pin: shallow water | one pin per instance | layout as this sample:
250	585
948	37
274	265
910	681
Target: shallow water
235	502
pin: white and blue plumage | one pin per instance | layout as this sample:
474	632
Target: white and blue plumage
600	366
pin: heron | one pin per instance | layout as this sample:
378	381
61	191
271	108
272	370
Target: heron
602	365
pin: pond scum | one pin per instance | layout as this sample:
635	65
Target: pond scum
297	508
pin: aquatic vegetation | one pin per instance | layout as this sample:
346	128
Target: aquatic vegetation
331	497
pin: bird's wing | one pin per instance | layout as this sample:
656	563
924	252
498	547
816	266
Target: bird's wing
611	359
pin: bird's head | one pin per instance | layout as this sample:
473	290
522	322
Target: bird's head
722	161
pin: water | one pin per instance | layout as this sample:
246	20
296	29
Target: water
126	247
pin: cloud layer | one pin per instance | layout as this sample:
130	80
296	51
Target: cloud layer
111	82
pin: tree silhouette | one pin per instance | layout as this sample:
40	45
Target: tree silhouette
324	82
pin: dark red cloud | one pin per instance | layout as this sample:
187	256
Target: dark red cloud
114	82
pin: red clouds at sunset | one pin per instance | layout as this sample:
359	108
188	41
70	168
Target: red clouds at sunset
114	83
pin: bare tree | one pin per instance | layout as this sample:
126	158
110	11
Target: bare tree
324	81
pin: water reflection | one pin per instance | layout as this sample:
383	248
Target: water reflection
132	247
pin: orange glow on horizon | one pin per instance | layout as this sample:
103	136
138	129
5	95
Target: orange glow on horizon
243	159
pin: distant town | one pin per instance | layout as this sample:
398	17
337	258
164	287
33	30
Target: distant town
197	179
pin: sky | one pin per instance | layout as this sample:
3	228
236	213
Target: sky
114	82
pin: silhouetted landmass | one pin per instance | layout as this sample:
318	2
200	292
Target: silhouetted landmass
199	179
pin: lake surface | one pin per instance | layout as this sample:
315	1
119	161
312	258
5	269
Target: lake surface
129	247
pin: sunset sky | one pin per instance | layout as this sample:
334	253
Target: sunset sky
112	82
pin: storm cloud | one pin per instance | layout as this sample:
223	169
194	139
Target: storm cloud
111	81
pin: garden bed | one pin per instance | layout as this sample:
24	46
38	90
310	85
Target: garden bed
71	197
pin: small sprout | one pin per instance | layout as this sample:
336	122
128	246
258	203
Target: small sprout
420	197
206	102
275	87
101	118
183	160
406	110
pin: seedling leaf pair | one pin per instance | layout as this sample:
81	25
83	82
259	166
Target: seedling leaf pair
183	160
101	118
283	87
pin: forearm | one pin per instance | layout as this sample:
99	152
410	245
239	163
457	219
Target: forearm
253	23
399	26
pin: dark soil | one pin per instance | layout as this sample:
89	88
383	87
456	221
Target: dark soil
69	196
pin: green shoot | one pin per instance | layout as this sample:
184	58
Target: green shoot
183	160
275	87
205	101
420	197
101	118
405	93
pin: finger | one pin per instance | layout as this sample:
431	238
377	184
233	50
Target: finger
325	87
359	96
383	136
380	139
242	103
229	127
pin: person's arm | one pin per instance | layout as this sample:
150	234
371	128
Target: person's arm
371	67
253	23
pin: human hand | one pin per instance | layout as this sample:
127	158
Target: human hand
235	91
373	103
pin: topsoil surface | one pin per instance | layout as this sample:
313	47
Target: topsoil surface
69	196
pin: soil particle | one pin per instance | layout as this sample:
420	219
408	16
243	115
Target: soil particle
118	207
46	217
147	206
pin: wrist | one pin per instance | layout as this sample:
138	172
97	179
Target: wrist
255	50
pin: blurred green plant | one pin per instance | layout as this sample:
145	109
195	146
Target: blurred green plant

○ ○ ○ ○ ○

What you are asked to do -
Recast each line of the records above as a JSON list of strings, with one string per line and blank lines omitted.

Solution to this exercise -
[
  "pin: shallow water | one pin per instance | layout as this sample:",
  "250\t585",
  "948\t37",
  "274\t265",
  "910\t681",
  "Target: shallow water",
  "235\t502",
  "pin: white and blue plumage | one pin per instance | layout as this sample:",
  "474\t632",
  "Target: white and blue plumage",
  "600\t366",
  "pin: heron | one pin per instance | layout as this sample:",
  "378\t381",
  "61\t191",
  "271\t108",
  "272\t370",
  "Target: heron",
  "602\t365",
  "pin: pond scum | one pin per instance | layout as this sample:",
  "635\t65",
  "Target: pond scum",
  "297\t508",
  "pin: aquatic vegetation | one pin per instance | layout as this sample:",
  "346\t128",
  "Target: aquatic vegetation",
  "331\t497",
  "pin: bird's wing | one pin per instance | layout as this sample:",
  "656\t563",
  "924\t252",
  "498\t547",
  "816\t266",
  "Target: bird's wing",
  "611\t359",
  "pin: bird's head | one pin per instance | layout as this sample:",
  "473\t290",
  "522\t322",
  "Target: bird's head",
  "722\t161",
  "pin: water | one pin per instance | layout as this sample:",
  "246\t20",
  "296\t29",
  "Target: water",
  "126\t247",
  "pin: cloud layer | one pin per instance | layout as this sample:",
  "130\t80",
  "296\t51",
  "Target: cloud layer",
  "111\t82",
  "pin: tree silhouette | one pin per instance | layout as this sample:",
  "40\t45",
  "Target: tree silhouette",
  "324\t82",
  "pin: dark red cloud | one pin per instance | layout as this sample:",
  "187\t256",
  "Target: dark red cloud",
  "114\t82",
  "pin: red clouds at sunset | one pin per instance | layout as this sample:",
  "359\t108",
  "188\t41",
  "70\t168",
  "Target: red clouds at sunset",
  "114\t83",
  "pin: bare tree | one pin per instance | layout as this sample:",
  "126\t158",
  "110\t11",
  "Target: bare tree",
  "324\t81",
  "pin: water reflection | one pin per instance | layout as this sample:",
  "383\t248",
  "Target: water reflection",
  "132\t247",
  "pin: orange glow on horizon | one pin per instance | layout as this sample:",
  "103\t136",
  "138\t129",
  "5\t95",
  "Target: orange glow on horizon",
  "243\t159",
  "pin: distant town | one pin per instance | layout as this sample:",
  "398\t17",
  "337\t258",
  "164\t287",
  "33\t30",
  "Target: distant town",
  "197\t179",
  "pin: sky | one pin per instance | layout as this sample:",
  "3\t228",
  "236\t213",
  "Target: sky",
  "114\t82",
  "pin: silhouetted landmass | one pin per instance | layout as this sample:",
  "318\t2",
  "200\t292",
  "Target: silhouetted landmass",
  "199\t179",
  "pin: lake surface | one pin per instance | layout as this sample:",
  "315\t1",
  "119\t161",
  "312\t258",
  "5\t269",
  "Target: lake surface",
  "129\t247",
  "pin: sunset sky | one pin per instance | layout as this sample:",
  "334\t253",
  "Target: sunset sky",
  "112\t82",
  "pin: storm cloud | one pin per instance | layout as this sample:",
  "223\t169",
  "194\t139",
  "Target: storm cloud",
  "111\t81",
  "pin: garden bed | one pin per instance | layout as this sample:",
  "24\t46",
  "38\t90",
  "310\t85",
  "Target: garden bed",
  "71\t197",
  "pin: small sprout | one pin per instance | layout as this sample:",
  "336\t122",
  "128\t246",
  "258\t203",
  "Target: small sprout",
  "420\t197",
  "206\t102",
  "275\t87",
  "101\t118",
  "183\t160",
  "406\t110",
  "pin: seedling leaf pair | one pin per instance | layout as this sample:",
  "81\t25",
  "83\t82",
  "259\t166",
  "Target: seedling leaf pair",
  "183\t160",
  "101\t118",
  "283\t87",
  "pin: forearm | one pin per instance | layout as this sample:",
  "99\t152",
  "410\t245",
  "239\t163",
  "457\t219",
  "Target: forearm",
  "253\t23",
  "399\t26",
  "pin: dark soil | one pin per instance | layout as this sample:",
  "89\t88",
  "383\t87",
  "456\t221",
  "Target: dark soil",
  "69\t196",
  "pin: green shoot | one pin per instance | layout as this sample:",
  "184\t58",
  "Target: green shoot",
  "183\t160",
  "275\t87",
  "205\t101",
  "420\t197",
  "101\t118",
  "405\t93",
  "pin: finger | one pin per instance | layout as this sample:",
  "431\t238",
  "377\t184",
  "233\t50",
  "Target: finger",
  "325\t87",
  "359\t96",
  "383\t136",
  "380\t139",
  "242\t103",
  "229\t127",
  "pin: person's arm | one pin per instance | layout as this sample:",
  "150\t234",
  "371\t128",
  "Target: person's arm",
  "371\t67",
  "253\t23",
  "pin: human hand | one pin per instance | layout as this sample:",
  "127\t158",
  "Target: human hand",
  "235\t91",
  "373\t103",
  "pin: topsoil surface | one pin per instance | layout as this sample:",
  "313\t47",
  "Target: topsoil surface",
  "69\t196",
  "pin: soil particle | one pin per instance | layout as this sample:",
  "420\t219",
  "408\t16",
  "243\t115",
  "Target: soil particle",
  "118\t207",
  "46\t217",
  "147\t206",
  "pin: wrist | one pin per instance | layout as this sample:",
  "138\t172",
  "97\t179",
  "Target: wrist",
  "255\t50",
  "pin: blurred green plant | one pin per instance | layout as this sample:",
  "145\t109",
  "195\t146",
  "Target: blurred green plant"
]